## Work order
Please list every blood marker that the patient question says is elevated.
Reading text below:
This is a premium question & answer published on Jan 24, 2018

Hello doctor,

I am a 65 year old female with hypercoagulation. What is the root cause of hypercoagulation and can it be treated so the condition goes away? My fibrinogen, antithrombin III, and D Dimer are elevated and my TEG platelet mapping shows hypercoagulation. I am taking Coumadin 5 mg per day. I did some research and learned that elevated fibrinogen could be the result of chronic inflammation from atherosclerosis, which I have. Other causes might be cancer or arthritis, which I do not have. Can you think of anything else that might be causing it and have you any ideas on how to reverse it permanently? I do not want to take Coumadin for the rest of my life if I can help it.

Background: I have a history of a dozen lacunar strokes in different parts of my brain (sometimes in several places at once) and many TIAs over the past three years, for which I have received tPA, and after which the stroke symptoms resolved with minimal lasting deficits (left hip is still weak).
End of Reading text.
Data for review below:
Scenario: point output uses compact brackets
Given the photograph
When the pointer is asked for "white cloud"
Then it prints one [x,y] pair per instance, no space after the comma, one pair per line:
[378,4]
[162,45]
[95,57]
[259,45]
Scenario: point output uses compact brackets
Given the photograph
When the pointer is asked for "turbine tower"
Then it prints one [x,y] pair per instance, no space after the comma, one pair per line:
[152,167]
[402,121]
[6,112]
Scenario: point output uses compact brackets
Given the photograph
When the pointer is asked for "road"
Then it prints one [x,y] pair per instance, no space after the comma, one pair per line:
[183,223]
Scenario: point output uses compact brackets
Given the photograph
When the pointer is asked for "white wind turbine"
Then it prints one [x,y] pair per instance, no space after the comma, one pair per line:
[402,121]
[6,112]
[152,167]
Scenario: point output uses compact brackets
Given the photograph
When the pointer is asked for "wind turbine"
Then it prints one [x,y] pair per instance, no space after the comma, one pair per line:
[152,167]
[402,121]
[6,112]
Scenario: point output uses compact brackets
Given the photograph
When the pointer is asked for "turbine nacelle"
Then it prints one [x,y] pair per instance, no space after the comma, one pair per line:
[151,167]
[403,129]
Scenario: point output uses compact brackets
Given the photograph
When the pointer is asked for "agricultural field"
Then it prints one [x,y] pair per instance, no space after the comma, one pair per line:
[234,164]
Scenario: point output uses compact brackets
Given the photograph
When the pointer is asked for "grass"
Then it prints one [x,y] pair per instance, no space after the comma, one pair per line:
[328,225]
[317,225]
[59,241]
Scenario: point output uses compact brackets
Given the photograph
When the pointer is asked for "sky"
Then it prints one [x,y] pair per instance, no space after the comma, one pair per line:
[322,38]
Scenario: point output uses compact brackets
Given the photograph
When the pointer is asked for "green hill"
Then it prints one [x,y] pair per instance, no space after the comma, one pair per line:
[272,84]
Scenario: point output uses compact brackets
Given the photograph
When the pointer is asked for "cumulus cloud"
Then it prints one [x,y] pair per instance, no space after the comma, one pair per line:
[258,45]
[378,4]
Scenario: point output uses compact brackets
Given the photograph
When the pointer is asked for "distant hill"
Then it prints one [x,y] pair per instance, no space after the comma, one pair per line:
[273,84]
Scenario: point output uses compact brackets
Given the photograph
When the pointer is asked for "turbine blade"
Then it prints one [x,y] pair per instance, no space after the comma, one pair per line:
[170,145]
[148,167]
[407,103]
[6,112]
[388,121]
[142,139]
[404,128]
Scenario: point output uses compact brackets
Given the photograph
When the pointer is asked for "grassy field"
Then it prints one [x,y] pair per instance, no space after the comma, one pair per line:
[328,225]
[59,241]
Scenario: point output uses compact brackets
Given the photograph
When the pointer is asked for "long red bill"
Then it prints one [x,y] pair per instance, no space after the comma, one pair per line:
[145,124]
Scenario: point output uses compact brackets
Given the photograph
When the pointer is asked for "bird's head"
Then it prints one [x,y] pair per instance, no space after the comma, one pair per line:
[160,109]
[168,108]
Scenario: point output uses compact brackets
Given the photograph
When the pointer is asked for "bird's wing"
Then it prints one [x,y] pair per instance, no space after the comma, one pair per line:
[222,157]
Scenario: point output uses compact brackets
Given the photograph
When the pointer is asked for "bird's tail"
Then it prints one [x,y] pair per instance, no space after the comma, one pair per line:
End of Data for review.
## Reply to the task
Fibrinogen, antithrombin III, D Dimer